*INPUT ROWS*.
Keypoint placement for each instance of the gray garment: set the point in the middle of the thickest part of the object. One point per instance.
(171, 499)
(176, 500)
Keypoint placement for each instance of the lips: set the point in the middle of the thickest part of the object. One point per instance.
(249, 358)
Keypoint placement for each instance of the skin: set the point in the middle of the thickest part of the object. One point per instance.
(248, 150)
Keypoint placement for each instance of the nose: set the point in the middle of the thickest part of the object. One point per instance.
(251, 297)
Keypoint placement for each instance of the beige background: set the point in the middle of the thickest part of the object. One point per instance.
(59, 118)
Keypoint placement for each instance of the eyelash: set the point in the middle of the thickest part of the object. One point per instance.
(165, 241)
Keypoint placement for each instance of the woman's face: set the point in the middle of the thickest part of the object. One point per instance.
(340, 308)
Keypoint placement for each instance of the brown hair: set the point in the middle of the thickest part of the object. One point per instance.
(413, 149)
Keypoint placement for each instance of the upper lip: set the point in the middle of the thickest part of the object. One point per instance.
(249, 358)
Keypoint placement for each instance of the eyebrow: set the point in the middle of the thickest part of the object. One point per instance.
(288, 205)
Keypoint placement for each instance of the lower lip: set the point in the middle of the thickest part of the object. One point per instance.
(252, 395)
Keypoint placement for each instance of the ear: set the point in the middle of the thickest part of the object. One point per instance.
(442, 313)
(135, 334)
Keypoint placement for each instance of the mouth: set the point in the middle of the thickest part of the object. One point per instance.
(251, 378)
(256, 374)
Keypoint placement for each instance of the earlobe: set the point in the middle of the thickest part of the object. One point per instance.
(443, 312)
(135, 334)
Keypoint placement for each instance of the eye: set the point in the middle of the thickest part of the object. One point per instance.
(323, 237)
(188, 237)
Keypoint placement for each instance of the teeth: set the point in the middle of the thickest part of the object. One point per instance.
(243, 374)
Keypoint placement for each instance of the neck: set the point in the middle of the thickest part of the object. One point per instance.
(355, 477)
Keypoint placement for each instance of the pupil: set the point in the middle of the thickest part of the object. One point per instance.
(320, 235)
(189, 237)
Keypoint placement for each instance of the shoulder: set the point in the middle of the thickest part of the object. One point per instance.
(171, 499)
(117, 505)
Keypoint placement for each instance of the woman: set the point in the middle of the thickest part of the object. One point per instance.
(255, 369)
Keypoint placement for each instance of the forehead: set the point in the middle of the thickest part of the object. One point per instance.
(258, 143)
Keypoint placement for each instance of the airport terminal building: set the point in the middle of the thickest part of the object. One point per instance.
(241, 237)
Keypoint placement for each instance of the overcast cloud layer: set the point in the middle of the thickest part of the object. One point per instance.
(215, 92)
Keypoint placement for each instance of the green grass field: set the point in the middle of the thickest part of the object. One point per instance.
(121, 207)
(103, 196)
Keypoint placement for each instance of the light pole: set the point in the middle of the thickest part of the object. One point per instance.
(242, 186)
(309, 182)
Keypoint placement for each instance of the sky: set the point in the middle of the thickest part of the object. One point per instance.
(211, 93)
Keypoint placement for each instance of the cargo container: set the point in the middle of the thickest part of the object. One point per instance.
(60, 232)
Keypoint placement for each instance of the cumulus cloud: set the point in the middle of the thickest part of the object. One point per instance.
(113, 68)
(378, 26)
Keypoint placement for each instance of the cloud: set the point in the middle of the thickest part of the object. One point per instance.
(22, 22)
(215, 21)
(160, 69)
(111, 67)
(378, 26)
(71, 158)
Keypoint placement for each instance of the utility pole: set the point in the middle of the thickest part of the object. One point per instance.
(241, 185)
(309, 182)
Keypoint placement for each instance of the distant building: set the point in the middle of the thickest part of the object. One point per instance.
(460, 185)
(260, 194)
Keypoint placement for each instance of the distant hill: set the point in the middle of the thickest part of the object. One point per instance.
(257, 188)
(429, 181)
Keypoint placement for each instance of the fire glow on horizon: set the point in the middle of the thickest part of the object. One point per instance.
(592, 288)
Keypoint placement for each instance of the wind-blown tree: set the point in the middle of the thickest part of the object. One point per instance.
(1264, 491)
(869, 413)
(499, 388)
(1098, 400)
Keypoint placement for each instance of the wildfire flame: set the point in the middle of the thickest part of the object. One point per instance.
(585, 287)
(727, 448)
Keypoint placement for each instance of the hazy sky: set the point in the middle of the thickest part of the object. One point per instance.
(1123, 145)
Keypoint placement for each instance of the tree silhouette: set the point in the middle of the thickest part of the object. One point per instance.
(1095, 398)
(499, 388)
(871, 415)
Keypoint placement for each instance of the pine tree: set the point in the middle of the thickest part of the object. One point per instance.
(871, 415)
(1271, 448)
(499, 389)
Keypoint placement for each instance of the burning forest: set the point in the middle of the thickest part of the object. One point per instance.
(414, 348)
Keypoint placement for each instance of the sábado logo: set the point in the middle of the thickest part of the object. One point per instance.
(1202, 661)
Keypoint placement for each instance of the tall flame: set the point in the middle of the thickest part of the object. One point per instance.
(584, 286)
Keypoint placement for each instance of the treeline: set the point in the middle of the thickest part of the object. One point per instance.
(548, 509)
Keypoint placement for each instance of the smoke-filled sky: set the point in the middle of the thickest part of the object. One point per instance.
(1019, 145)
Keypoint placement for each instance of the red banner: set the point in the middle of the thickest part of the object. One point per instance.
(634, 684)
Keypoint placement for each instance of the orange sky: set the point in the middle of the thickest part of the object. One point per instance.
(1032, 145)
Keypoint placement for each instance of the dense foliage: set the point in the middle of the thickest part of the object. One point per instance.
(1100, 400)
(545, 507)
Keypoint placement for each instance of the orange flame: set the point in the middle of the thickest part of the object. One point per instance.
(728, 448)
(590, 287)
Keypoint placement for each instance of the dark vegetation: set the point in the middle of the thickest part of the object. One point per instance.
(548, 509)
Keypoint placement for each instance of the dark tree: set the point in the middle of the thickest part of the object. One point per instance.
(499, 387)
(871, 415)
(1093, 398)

*GIVEN PROBLEM*. Print the records once more, exactly as they were given.

*RESPONSE*.
Keypoint placement for each instance of the gray garment: set the point in the middle of the thickest part of the object. One point per instance.
(171, 499)
(176, 500)
Keypoint placement for each instance of the lips: set the point in the middle of the thickest part of the object. One point per instance.
(249, 358)
Keypoint placement for each instance of the skin: set the point in the middle of the thickest part of the object. One point per instance.
(248, 150)
Keypoint placement for each instance of the nose: set the point in the middle of the thickest part of the object. One point per instance.
(251, 297)
Keypoint placement for each instance of the beige background: set the point in the middle of the thickest part of the object. One point per instance.
(59, 118)
Keypoint placement for each instance of the eyelash: set the point in the middle of the thickest part of the object. One point per instance.
(165, 241)
Keypoint placement for each instance of the woman's face: set the point in the middle of the thickest part of the object. One point per instance.
(340, 308)
Keypoint placement for each instance of the brown hair: set the point in the middle of the thickest part of the object. One point per instance.
(413, 149)
Keypoint placement for each instance of the upper lip: set the point in the middle of the thickest part of the object. One point per instance.
(249, 358)
Keypoint placement for each instance of the eyebrow: set the point in the middle of the thickest part of the object. One point per instance.
(288, 205)
Keypoint placement for each instance of the lower lip: set the point in the middle of the thickest part of the object. One point per instance.
(252, 395)
Keypoint placement for each instance of the ear: set the point in the middle of the thickest part of the object. One point per instance.
(442, 313)
(135, 334)
Keypoint placement for each instance of the mouth: set the point in the middle of the thickest part of the object. One point per instance.
(251, 378)
(256, 374)
Keypoint placement for each instance of the earlobe: set the point in the middle of the thickest part of the object. One point per instance.
(443, 312)
(135, 334)
Keypoint placement for each instance of the eye: set the point in the middle of the thickest part of the object. One point per instance.
(323, 237)
(188, 237)
Keypoint placement for each instance of the teeth: set the point in the middle of the thickest part of the object. One point per instance.
(243, 374)
Keypoint placement for each instance of the neck: set the point in the middle of the thickest part of the object. One point per instance.
(355, 477)
Keypoint placement for each instance of the pupil: set the point in the middle of the thickest part of the object. One point per instance.
(320, 235)
(189, 237)
Keypoint placement for each instance of the shoulder: set the point in the middle of the thickest part of the object. One point per instance.
(171, 499)
(117, 505)
Keypoint placement for each instance of the woman: set the point in the middle of the thickest part of the object. One point per instance.
(255, 369)
Keypoint placement for each instance of the forehead: set the point in the middle of the thickest part of the object. One point per instance.
(258, 143)
Keypoint placement for each instance of the airport terminal building: set the point in the middle of the thickest part of the object. One point per instance.
(241, 237)
Keypoint placement for each instance of the overcast cloud layer: set the point in the middle of the thickest part of the object. One point per instance.
(215, 92)
Keypoint placement for each instance of the green grass field: set the point in the middle of the thickest part of the object. One point per instance.
(121, 207)
(103, 196)
Keypoint placement for each instance of the light pole: set the point in the middle of the thickest part of the object. One point per instance.
(242, 186)
(309, 182)
Keypoint placement for each instance of the sky: set the point in the middle of the thickest part of the object. One point per instance.
(211, 93)
Keypoint placement for each instance of the cargo container: set the point in the middle of the thickest part of the object. One point per instance.
(60, 232)
Keypoint placement for each instance of the cumulus cloud: set the point in the middle of the thickest part of the object. One point per instance.
(113, 68)
(378, 26)
Keypoint placement for each instance of the cloud: set the point in the middle of the thickest part of the object. One point per instance.
(22, 22)
(215, 21)
(160, 69)
(111, 67)
(378, 26)
(71, 158)
Keypoint placement for each instance of the utility pole: set the point in the middle of the thickest part of the object. One point per instance.
(241, 185)
(309, 182)
Keypoint placement for each instance of the distant building: set the point in the middle of the thickest part of the object. One point per instance.
(460, 185)
(260, 194)
Keypoint placement for each instance of the distant hill: set the point in the middle of the thickest part of the object. One point per instance.
(257, 188)
(429, 181)
Keypoint placement for each instance of the fire glow on horizon: set the point in the middle of the thickest part of the object. One point per instance.
(592, 288)
Keypoint placement for each instance of the wind-blown tree: set the point in the middle of the thickest part of the object. One point per instance.
(1264, 491)
(869, 413)
(499, 388)
(1098, 400)
Keypoint placement for each instance of the wildfire flame: set the point in the middle of the thickest part of the object. One point per instance.
(585, 287)
(727, 448)
Keypoint placement for each instance of the hazy sky: set the point in the middle of the thickest part of the object. One point per instance.
(1123, 145)
Keypoint placement for each instance of the tree silhouette: set the point in the middle of the thickest part of the object. One point per instance.
(1095, 398)
(499, 388)
(871, 415)
Keypoint placement for each instance of the pine tree: set the point in the middle of the thickest part of the object. One point per instance.
(871, 415)
(1271, 448)
(499, 389)
Keypoint placement for each instance of the burning forest: set the point in the middle of the thickest part of the object. One point per instance.
(414, 348)
Keypoint placement for each instance of the sábado logo: set the point in the middle of the thickest part of the object. One point per instance.
(1202, 661)
Keypoint placement for each instance of the tall flame: set the point in the middle of the thickest part of the object. One point per instance.
(584, 286)
Keypoint placement for each instance of the treeline: set the point in the middle of the thickest part of the object. One point per instance.
(548, 509)
Keypoint placement for each instance of the smoke-filled sky: set the point in the middle of the thickest part of the object. One point per instance.
(1019, 145)
Keypoint placement for each instance of the red banner: set the point in the middle of the thickest part of the object. One point per instance.
(634, 684)
Keypoint placement for each instance of the orange sky: set the point in the middle of the thickest part of the object. One point per instance.
(1032, 145)
Keypoint placement for each instance of the dense foliage: set the point in the middle of the thickest part of the object. One point per instance.
(1100, 400)
(545, 507)
Keypoint placement for each instance of the orange flame: set the point in the middle of the thickest part of the object. One point per instance.
(728, 448)
(590, 287)
Keypoint placement for each instance of the dark vegetation: set the point in the middle of the thickest part of the object. One point per instance.
(548, 509)
Keypoint placement for each instance of the dark tree: set the point in the middle of the thickest part of the object. One point per instance.
(499, 387)
(871, 415)
(1093, 398)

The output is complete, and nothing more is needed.